GOAL – Extract the listing in its entirety, keeping each line identical to the original.

[Records from a dataset]
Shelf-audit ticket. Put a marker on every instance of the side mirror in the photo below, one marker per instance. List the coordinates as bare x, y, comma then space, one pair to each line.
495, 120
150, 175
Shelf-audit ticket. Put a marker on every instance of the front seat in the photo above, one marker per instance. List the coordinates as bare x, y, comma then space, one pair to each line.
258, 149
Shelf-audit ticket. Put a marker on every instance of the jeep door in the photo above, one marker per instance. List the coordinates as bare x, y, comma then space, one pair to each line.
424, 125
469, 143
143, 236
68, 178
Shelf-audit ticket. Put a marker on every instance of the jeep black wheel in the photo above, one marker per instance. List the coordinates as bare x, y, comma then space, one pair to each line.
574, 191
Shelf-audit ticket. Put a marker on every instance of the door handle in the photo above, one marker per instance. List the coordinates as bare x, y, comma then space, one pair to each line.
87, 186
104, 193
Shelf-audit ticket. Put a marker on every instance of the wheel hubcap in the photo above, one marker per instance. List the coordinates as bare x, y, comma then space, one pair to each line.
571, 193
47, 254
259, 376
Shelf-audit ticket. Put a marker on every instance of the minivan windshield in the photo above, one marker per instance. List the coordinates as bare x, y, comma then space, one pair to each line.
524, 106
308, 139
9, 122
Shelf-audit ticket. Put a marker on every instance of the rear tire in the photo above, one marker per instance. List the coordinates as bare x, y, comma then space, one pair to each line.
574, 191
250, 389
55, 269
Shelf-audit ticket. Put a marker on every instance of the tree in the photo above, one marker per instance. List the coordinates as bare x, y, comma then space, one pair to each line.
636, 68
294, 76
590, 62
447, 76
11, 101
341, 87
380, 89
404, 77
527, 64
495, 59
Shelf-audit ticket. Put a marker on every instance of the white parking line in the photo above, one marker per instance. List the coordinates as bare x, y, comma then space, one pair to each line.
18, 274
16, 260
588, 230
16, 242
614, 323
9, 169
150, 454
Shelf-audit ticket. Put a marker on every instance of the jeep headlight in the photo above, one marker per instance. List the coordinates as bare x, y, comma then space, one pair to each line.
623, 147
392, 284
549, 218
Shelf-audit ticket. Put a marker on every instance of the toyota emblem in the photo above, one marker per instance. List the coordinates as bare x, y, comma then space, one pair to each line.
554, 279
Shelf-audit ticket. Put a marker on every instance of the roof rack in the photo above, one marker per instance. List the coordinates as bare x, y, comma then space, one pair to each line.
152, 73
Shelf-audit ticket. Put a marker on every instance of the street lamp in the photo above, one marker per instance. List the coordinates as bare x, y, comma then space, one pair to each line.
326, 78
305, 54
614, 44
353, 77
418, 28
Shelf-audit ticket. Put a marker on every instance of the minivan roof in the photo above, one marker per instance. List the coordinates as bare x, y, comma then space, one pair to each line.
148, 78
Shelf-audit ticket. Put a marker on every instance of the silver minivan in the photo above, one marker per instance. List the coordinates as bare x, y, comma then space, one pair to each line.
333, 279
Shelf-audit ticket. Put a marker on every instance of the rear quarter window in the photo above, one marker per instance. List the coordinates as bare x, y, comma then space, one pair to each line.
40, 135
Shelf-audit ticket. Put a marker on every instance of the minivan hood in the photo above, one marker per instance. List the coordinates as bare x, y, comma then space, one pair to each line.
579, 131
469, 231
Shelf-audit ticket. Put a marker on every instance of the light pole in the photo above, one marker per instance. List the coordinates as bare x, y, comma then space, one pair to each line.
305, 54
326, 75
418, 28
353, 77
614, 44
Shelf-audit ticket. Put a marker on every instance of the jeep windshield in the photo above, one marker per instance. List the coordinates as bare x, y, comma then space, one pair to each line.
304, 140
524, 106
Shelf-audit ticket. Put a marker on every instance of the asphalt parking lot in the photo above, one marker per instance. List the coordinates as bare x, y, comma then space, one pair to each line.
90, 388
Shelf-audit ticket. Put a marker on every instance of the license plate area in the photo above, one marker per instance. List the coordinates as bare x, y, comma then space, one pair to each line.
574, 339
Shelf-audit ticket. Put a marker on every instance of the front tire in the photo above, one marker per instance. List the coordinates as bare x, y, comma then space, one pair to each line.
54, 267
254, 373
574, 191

THE ANSWER –
Shelf-audit ticket. Put a marker on every instance of the side mirror in the photo below, one marker per instance. List the coordinates as bare x, y, comma then space, one pair to each line.
495, 120
150, 175
Shelf-audit ticket. Put a marker on every instance of the front seat in the photo above, one marker per instance. List the coordinates as bare x, y, comma then space, one pair to each line.
258, 149
Shelf-audit ticket. Put a marker on every instance of the jeep door in the photo above, one marker per instance. List the coordinates as bare x, y, comma then space, one pair to each line.
424, 125
469, 143
143, 236
68, 178
Shelf-audit ticket. Put a marker on every instance of the jeep black wheel in the photo above, one marker per instance. List the coordinates as bare x, y, comma then space, one pair to each line.
574, 191
Shelf-audit ticket. Put a marker on every instance of the door handle in the photo above, one marker per instance. List the coordinates as bare x, y, comma then space, one pair to each line.
87, 186
104, 193
Shelf-audit ticket. Put a marker on every instance of the wheel hubcap in the photo above, one marker per instance. List the coordinates as bare x, y, comma then space, one pair to each line.
571, 193
47, 254
259, 376
Shelf-audit ticket. Put a marker on every instance of the minivan windshield in the photo above, one marker per instance. List the coordinates as bare x, y, comma then space, one pair to each line.
524, 106
308, 139
9, 122
Shelf-audit ticket. Put a marker on every instance of the rear tire in the photo above, one marker per instance. List the coordinates as bare x, y, comma then space, one pair to each line.
574, 191
250, 389
55, 269
Shelf-audit ticket. Put a marker on every instance of the tree in the photo above, one marker per instance. List the coordinates as bare x, y, comma then space, one pair to each line.
636, 68
294, 76
590, 62
447, 76
11, 101
341, 87
380, 89
404, 77
527, 64
495, 59
Shelf-audit ticket. Put a marker on every instance of the white parking line in the photo above, one marker per instance. List the coordinates as bare x, y, comma then space, one pair to each line.
18, 274
16, 260
588, 230
16, 242
614, 323
9, 169
150, 454
Shelf-audit ticket. Put a marker on every instance of the jeep headlight in the photo above, one marker per instance. List the coordinates as bare x, y, comma then space, one pair to each line.
623, 147
392, 284
549, 218
Shelf-audit ticket. Put a marker on every instance of the toyota emblem in the photo above, one marker per instance. List the coordinates as bare x, y, comma then space, one pair to each line.
554, 279
Shelf-audit ticket. Put a marker on every instance of the roof rack in the photo above, one marker per instance. List the coordinates as bare x, y, comma then space, one pair to each line.
152, 73
Shelf-audit ticket. Put a marker on every instance of the street lamp in the photo above, one marker per instance. List the coordinates as bare x, y, comma then space, one pair to each line.
326, 78
305, 54
614, 44
353, 77
418, 28
Shelf-audit ticket. Put a marker on every instance of the minivan roof in the photo above, one marker per instance. List the coordinates as bare x, y, comma then space, one pair to each line.
148, 78
Shelf-audit ticket. Put a marker on every instance of the silver minivan in the photo above, one marker per instance. List the coordinates as bare x, y, comma then space, one pair to each line.
333, 279
Shelf-audit ticket. Put a marker on every instance of the rear quarter window in the photo above, one marker per instance. List the coordinates as bare x, y, comma then space, one pair to each line.
40, 135
Shelf-audit ticket. Put a marker on every instance of the minivan hood in the photo above, one marker per instance. List the coordinates as bare x, y, comma then space, one pair to each line.
579, 131
469, 231
Shelf-audit ticket. Put a marker on every instance of the light pole in the photo above, one marker per instance. List the coordinates as bare x, y, comma then space, one pair to each line.
305, 54
326, 75
418, 28
353, 77
614, 44
Shelf-audit ticket. Put a marker on every instance of the jeep windshield in the photo above, one marker per instance. List the coordinates as bare x, y, comma then space, one pair to each line.
304, 140
524, 106
Shelf-audit ticket. Put a marker on every instance of the asphalt parking lot in the photo above, one marker per instance. List the coordinates as bare x, y, comma then space, one pair to each line.
90, 388
Shelf-audit ticket. Put a marker on every instance of the license plate area in the photo above, one marker per instance. List the coordinates as bare x, y, comma then space, one pair to each line.
574, 339
Shelf-audit ticket. Put a marker on every instance of the front tire in the photo above, one marker per instance. List the coordinates as bare x, y, comma then space, one pair to each line.
54, 267
254, 373
574, 191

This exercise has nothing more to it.